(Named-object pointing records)
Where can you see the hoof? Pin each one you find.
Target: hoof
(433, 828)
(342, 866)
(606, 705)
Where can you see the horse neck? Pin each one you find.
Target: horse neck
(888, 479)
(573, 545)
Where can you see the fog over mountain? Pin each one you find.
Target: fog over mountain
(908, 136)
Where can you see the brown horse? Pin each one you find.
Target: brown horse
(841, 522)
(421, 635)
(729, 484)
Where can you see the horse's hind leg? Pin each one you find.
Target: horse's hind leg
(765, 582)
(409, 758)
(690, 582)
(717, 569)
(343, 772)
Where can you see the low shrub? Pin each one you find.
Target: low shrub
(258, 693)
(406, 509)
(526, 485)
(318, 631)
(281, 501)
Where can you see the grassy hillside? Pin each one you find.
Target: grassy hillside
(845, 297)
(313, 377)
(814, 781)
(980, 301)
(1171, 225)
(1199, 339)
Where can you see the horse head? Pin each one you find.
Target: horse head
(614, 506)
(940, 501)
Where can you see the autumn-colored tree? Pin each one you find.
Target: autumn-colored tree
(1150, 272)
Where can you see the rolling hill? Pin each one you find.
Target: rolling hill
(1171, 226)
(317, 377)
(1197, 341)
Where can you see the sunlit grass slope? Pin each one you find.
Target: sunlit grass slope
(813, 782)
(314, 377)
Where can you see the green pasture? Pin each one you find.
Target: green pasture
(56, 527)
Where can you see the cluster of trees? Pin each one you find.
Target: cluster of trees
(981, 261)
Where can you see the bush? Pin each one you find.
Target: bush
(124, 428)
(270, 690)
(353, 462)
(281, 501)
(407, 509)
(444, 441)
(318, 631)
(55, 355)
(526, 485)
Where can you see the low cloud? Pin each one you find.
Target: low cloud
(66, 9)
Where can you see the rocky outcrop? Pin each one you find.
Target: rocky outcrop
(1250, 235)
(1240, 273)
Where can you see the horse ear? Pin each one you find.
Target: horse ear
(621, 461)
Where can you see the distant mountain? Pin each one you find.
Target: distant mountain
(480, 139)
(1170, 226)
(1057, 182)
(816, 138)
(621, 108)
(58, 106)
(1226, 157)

▶ REQUIREMENTS
Transcribe each entry precisely, missing none.

▶ FINISHED ANSWER
Where can you see the hoof? Pin each one you find.
Target: hoof
(433, 828)
(342, 866)
(606, 705)
Where can you see the horse neck? Pin each one you find.
Target: horse neck
(888, 479)
(573, 545)
Where can you see the fog over mountain? Pin each one you find.
Target: fog over mountain
(908, 136)
Where can you see the brown horse? Pin each one you find.
Target: brown horse
(841, 522)
(421, 635)
(729, 484)
Where can you see the horse's hind leg? Pin each one you find.
Target: horse's hind leg
(765, 582)
(409, 758)
(690, 582)
(717, 569)
(343, 772)
Where can you see the low shrub? Pin each one you find.
Target: low shrub
(258, 693)
(406, 509)
(526, 485)
(318, 631)
(281, 501)
Where can you see the grassy hillside? Pin each one you find.
Target: grassy hillside
(845, 297)
(313, 377)
(814, 781)
(980, 301)
(1171, 225)
(1199, 339)
Where can you see the horse head? Pin each one you find.
Target: horse head
(614, 506)
(940, 501)
Where can you see the autumn-colored tree? Pin each one you find.
Target: autumn-colored tree
(1150, 272)
Where can you see the rolling hill? Pin each one you find.
Target: rolling hill
(1171, 226)
(317, 377)
(1197, 341)
Where can you see the sunlit grass slope? Pin each one you find.
Target: sunlit grass slope
(813, 782)
(314, 377)
Where can you see the green pasture? Pin each one you find.
Target: green pasture
(56, 527)
Where can you see the cluster of trees? Pin each one you find.
Target: cluster of trees
(981, 261)
Where can you see the bush? Pin each one you find.
Target: bush
(124, 428)
(270, 690)
(353, 462)
(281, 501)
(407, 509)
(444, 441)
(318, 631)
(55, 355)
(526, 485)
Where can you see the low cloud? Pin each one you find.
Target: low cloud
(66, 9)
Where can you see the rocky outcrop? Pin each one you find.
Target: rocky outcrop
(1250, 235)
(1240, 273)
Where can you see the horse ear? Pin each one you find.
Target: horse ear
(621, 461)
Where can you see the distant mountain? Pin each one you find.
Target: distant mountain
(480, 139)
(1170, 226)
(1057, 182)
(816, 138)
(621, 108)
(58, 106)
(1226, 157)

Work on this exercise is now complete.